Segment Start: Data provided
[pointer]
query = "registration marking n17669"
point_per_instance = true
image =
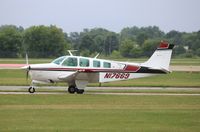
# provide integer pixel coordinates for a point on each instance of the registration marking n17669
(117, 75)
Segment End: Data provided
Required work: All entries above must be duplicated exactly; please omit any picture they hold.

Completed exercise:
[pointer]
query = "registration marking n17669"
point_per_instance = true
image =
# provide integer pixel coordinates for a point on each instance of the registration marking n17669
(117, 75)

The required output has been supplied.